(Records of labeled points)

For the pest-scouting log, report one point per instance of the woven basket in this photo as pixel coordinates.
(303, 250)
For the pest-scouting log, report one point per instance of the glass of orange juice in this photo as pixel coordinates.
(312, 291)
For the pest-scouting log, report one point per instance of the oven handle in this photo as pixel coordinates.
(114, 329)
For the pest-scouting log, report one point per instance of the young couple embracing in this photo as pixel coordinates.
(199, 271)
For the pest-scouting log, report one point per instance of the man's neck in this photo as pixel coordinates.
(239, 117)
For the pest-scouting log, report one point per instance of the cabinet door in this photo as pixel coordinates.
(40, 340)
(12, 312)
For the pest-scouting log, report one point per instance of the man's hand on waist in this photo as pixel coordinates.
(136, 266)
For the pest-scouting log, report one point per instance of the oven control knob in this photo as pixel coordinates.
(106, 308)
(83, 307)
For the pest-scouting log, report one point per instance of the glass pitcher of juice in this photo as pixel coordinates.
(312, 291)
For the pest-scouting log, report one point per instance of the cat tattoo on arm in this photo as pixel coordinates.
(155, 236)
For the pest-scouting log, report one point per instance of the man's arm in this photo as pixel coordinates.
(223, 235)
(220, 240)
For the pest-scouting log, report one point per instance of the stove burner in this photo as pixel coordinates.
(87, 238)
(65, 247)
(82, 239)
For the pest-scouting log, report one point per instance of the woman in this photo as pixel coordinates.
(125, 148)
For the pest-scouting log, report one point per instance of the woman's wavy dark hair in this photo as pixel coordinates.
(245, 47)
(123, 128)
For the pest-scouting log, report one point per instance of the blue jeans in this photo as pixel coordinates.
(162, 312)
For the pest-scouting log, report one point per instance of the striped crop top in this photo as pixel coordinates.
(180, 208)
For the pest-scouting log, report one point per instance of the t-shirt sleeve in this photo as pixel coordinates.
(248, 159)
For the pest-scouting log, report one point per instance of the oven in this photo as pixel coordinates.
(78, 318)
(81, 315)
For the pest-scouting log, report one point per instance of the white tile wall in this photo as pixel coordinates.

**STATED PROBLEM:** Can you copy out all of the records above word for word, changing nothing?

**WRITTEN ANSWER:**
For the pest-scouting log, report one point per instance of the woven basket in this photo as pixel coordinates.
(303, 250)
For the pest-scouting log, report one point per instance of the glass of orange juice in this photo as pixel coordinates.
(312, 291)
For the pest-scouting log, report one point per instance of the oven handle in this photo as pixel coordinates.
(114, 329)
For the pest-scouting log, report one point per instance of the young couple embracing in this photo as pixel coordinates.
(199, 271)
For the pest-scouting log, report one point per instance of the man's neck in this photo as pixel coordinates.
(239, 117)
For the pest-scouting log, report one point per instance of the cabinet door in this photo as pixel coordinates.
(40, 340)
(12, 312)
For the pest-scouting log, report one point per instance of the man's hand on waist in this photo as pixel coordinates.
(136, 266)
For the pest-scouting log, report one point per instance of the oven control knob in this photo as pixel coordinates.
(106, 308)
(83, 307)
For the pest-scouting log, report one point per instance of the glass pitcher of juice in this photo as pixel coordinates.
(312, 291)
For the pest-scouting log, report one point per instance of the cat tattoo on arm in this photo as pixel coordinates.
(155, 236)
For the pest-scouting log, report one point per instance of the man's arm in this photo as pixel coordinates.
(223, 235)
(220, 240)
For the pest-scouting log, report one point per instance of the stove burner in this photo as pixel coordinates.
(87, 238)
(65, 247)
(82, 239)
For the pest-scouting log, report one point per instance of the woman in this photo as pixel coordinates.
(125, 148)
For the pest-scouting log, report one point per instance of the woman's wavy dark hair in this photo as pixel coordinates.
(245, 47)
(123, 128)
For the pest-scouting log, report one point per instance of the blue jeans in this photo as pixel coordinates.
(162, 312)
For the pest-scouting log, report one point per instance of the striped crop top in this photo as pixel coordinates.
(180, 208)
For the pest-scouting log, report one point per instance of the t-shirt sleeve in this photo as pixel coordinates.
(248, 159)
For the pest-scouting log, report one point per instance of the oven in this photo as pixel coordinates.
(78, 318)
(81, 315)
For the pest-scouting log, report one point per instance of the white tile wall in this photo as pixel coordinates.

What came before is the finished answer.